- WORK TO COMPLETE
Among the entries below, extract exactly the lines that run from the one with "Would you kindly indicate the tropical" through the one with "Would you kindly indicate the coconut", both ends included.
[AVAILABLE DATA — start]
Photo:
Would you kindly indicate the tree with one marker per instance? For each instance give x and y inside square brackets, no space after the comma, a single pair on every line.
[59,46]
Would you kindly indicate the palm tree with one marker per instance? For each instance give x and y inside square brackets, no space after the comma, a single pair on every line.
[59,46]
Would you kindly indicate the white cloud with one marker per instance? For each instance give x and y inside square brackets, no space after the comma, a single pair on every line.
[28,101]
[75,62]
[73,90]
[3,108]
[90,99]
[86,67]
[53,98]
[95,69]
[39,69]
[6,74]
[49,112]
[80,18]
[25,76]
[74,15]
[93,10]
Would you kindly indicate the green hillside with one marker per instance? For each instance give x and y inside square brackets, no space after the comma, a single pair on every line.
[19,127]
[AVAILABLE DATA — finish]
[AVAILABLE DATA — start]
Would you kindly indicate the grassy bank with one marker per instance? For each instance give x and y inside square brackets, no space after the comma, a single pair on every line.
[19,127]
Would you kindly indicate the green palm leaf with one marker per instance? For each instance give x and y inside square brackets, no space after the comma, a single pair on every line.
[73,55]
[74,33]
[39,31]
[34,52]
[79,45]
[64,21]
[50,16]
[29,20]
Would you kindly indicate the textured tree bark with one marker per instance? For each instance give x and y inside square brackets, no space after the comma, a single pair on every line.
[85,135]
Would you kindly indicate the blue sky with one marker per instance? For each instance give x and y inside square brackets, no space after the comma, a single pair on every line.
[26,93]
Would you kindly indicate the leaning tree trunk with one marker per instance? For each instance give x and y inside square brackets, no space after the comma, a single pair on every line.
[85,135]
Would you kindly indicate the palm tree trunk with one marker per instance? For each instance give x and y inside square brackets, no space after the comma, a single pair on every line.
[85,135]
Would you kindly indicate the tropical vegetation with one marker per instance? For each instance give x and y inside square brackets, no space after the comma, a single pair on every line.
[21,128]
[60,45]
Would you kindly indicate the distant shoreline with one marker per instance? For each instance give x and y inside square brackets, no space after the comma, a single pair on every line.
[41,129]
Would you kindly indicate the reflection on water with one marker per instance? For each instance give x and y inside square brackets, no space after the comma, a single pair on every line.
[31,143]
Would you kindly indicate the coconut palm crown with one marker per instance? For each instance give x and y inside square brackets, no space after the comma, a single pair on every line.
[AVAILABLE DATA — finish]
[AVAILABLE DATA — start]
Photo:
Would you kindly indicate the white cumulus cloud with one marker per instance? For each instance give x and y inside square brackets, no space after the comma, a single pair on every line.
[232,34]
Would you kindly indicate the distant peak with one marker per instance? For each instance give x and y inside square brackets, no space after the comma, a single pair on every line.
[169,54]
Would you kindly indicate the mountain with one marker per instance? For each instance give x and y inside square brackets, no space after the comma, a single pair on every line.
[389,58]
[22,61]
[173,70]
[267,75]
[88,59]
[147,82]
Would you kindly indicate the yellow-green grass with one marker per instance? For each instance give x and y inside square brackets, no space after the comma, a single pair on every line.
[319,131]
[AVAILABLE DATA — finish]
- SOLVED PROBLEM
Would you kindly indicate the tropical vegetation with one marker per instance? For each instance give x and y inside square brackets, no space after the comma, a single pair on every line.
[21,128]
[60,45]
Would you kindly indicate the distant shoreline with one marker per instance? For each instance give x and y inside square brackets, no space after the comma, a single pair on every line.
[41,129]
Would you kindly indicate the reflection on water with one marker per instance? For each instance give x and y inside square brackets, no space after the comma, a single pair on every line.
[31,143]
Would you kindly indicate the coconut palm crown with one marker per instance? For each instance give x and y inside square brackets, no space after the comma, a single pair on every line.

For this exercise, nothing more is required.